▸ **Required task**
Retype the passage of the Tahnai Annis biography word for word, beginning at "Annis would leave" and stopping after "the continental tournament.".

▸ **Page extract**
---+---
Tahnai Lauren Rivera Annis (born June 20, 1989) is a footballer who plays as an attacking midfielder for Besta deild kvenna club Þór/KA. Born in the United States, she represents the Philippines women's national team, where she serves as captain.

College career
Annis played for the women's soccer team of the University of Florida at NCAA Division I from 2008 to 2011. She scored a total of 38 goals and made 16 assists in 96 matches for the Gators. In 2008, Annis became part of the SEC All-Freshman Team and SoccerBuzz.com Freshman All-America squad and in 2010 was also an All-American and member of the Southeastern Conference's All-Second Team.

Club career
After college, Annis played professionally for Þór/KA of the Úrvalsdeild kvenna, the top flight women's league in Iceland, from 2012 to 2014 starting in 62 matches and scoring 19 goals for the club. She helped the club win the league title in 2012 and earned the club's 2013 MVP award. She has played at the UEFA Women's Champions League with the Icelandic club.

Annis would leave the club in 2014 but would return in 2023.

International career

Tahnai Annis is eligible to play for the Philippines women's national football team through her mother Myla, who traces her roots to Lucena. She joined the national team in January 2018 in a training camp in the United States and eventually named as part of the final roster of the Philippines for the 2018 AFC Women's Asian Cup in Jordan and was designated as captain. Patrice Impelido also serves as co-captain for the national team for the continental tournament.

In the Philippines' first group stage match against host Jordan which ended in a 2–1 win, Annis had her first international cap. Annis scored her first goal for the Philippines in their 2–1 win against Nepal in the 2022 AFC Women's Asian Cup qualifiers held in September 2021.

Annis also led the Philippine squad that won its first ever ASEAN Football Federation tournament title as its captain – the 2022 AFF Women's Championship.

Coaching career
The women's soccer team of Averett University had Annis as their assistant coach.
---+---
[Entries pointing to named objects]
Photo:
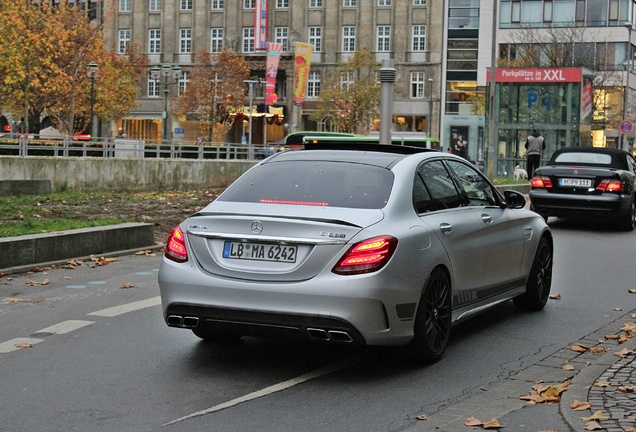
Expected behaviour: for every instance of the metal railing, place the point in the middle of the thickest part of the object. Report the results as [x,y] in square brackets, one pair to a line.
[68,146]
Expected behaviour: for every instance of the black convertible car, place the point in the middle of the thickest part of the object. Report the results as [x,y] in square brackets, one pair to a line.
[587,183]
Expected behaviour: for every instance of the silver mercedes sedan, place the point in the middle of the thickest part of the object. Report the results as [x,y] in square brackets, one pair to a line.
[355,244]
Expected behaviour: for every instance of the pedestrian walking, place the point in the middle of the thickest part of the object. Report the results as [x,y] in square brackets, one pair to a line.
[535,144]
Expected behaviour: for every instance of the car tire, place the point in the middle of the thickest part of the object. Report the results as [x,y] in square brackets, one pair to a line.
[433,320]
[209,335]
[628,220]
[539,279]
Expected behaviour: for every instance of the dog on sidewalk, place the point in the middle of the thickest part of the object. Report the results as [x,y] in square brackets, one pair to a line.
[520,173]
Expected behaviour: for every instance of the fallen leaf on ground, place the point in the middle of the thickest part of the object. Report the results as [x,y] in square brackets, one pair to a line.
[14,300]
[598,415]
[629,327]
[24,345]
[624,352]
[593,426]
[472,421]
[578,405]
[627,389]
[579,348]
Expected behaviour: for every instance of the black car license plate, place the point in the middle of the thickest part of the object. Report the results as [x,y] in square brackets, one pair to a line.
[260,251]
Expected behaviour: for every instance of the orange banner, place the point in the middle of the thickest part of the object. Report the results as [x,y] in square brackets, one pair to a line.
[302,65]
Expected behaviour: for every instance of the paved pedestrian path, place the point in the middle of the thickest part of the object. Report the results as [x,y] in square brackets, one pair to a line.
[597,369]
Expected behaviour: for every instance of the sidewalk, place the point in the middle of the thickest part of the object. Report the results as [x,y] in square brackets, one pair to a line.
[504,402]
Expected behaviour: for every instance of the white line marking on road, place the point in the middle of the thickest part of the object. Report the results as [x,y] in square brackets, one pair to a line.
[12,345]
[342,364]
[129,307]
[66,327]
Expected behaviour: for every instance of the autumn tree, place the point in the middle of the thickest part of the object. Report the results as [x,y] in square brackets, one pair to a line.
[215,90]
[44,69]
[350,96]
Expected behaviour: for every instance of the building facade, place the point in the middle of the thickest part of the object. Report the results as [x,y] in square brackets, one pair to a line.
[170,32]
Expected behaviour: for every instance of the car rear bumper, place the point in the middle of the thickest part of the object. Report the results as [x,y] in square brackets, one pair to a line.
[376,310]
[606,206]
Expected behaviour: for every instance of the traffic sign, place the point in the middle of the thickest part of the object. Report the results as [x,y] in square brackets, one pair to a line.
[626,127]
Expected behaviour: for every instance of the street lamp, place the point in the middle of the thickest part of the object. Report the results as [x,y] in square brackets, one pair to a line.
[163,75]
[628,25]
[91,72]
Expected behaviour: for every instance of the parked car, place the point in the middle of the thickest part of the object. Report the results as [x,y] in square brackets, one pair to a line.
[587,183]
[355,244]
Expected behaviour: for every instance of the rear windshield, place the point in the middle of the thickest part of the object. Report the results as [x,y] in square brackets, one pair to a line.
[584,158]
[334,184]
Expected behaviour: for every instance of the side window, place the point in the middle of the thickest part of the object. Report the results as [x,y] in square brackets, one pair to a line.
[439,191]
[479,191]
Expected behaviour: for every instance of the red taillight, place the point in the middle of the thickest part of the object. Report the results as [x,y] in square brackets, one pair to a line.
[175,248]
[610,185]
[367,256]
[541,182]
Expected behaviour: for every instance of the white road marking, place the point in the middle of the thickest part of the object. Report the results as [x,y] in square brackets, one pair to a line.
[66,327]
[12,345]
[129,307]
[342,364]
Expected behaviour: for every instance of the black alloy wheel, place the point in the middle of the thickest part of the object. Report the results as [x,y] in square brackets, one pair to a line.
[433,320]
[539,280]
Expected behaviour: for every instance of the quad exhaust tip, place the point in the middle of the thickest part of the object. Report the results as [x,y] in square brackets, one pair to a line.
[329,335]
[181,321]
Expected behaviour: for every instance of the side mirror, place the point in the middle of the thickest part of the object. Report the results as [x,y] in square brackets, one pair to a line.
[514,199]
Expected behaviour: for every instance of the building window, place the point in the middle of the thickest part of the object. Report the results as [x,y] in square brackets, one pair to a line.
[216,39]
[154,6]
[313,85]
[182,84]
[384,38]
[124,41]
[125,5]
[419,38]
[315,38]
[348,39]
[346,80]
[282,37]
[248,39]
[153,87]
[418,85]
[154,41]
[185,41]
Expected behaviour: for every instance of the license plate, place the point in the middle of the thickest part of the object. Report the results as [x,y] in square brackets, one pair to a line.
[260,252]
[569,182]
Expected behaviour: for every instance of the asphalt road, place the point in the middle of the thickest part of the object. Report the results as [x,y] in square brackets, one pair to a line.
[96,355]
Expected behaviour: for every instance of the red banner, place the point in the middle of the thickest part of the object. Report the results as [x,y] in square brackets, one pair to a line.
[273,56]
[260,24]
---+---
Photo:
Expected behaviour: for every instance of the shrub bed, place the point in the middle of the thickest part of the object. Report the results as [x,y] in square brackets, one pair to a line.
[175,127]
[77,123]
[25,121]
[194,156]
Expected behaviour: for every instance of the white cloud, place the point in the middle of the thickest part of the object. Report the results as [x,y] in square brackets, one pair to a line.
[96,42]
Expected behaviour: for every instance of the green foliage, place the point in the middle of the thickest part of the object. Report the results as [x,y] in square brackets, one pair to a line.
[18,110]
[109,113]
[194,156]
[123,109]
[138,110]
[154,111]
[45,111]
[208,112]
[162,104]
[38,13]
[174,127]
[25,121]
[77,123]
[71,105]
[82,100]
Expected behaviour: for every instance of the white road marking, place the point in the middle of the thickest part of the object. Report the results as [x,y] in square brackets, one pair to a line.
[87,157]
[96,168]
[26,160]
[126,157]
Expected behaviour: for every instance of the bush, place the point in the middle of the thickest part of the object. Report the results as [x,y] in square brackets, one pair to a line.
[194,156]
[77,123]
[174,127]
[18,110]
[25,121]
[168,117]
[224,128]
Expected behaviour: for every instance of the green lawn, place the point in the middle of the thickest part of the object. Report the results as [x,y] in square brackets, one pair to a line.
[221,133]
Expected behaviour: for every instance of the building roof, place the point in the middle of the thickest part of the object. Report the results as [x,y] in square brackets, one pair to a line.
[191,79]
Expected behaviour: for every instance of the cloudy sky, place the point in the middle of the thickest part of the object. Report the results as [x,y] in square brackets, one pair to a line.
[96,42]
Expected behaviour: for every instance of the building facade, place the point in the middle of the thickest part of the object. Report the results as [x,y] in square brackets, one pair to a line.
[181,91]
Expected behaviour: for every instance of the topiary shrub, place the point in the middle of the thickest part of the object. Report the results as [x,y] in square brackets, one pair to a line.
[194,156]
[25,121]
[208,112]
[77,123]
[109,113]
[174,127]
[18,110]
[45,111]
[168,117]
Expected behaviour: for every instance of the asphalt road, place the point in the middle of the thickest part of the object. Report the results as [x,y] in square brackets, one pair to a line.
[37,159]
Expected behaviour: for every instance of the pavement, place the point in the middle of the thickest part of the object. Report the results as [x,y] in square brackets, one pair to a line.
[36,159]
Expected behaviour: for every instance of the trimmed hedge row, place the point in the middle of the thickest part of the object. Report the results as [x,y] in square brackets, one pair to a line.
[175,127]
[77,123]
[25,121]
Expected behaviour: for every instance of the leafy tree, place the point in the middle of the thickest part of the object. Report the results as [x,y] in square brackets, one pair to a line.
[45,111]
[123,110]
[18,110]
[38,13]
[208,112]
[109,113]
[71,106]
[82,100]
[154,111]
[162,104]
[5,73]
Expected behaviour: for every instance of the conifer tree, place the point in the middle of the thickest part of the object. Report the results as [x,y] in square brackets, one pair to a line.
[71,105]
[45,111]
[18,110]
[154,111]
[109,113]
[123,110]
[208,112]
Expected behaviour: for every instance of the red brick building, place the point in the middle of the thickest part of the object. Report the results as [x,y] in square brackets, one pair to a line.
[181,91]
---+---
▸ **Finished exercise**
Annis would leave the club in 2014 but would return in 2023.

International career

Tahnai Annis is eligible to play for the Philippines women's national football team through her mother Myla, who traces her roots to Lucena. She joined the national team in January 2018 in a training camp in the United States and eventually named as part of the final roster of the Philippines for the 2018 AFC Women's Asian Cup in Jordan and was designated as captain. Patrice Impelido also serves as co-captain for the national team for the continental tournament.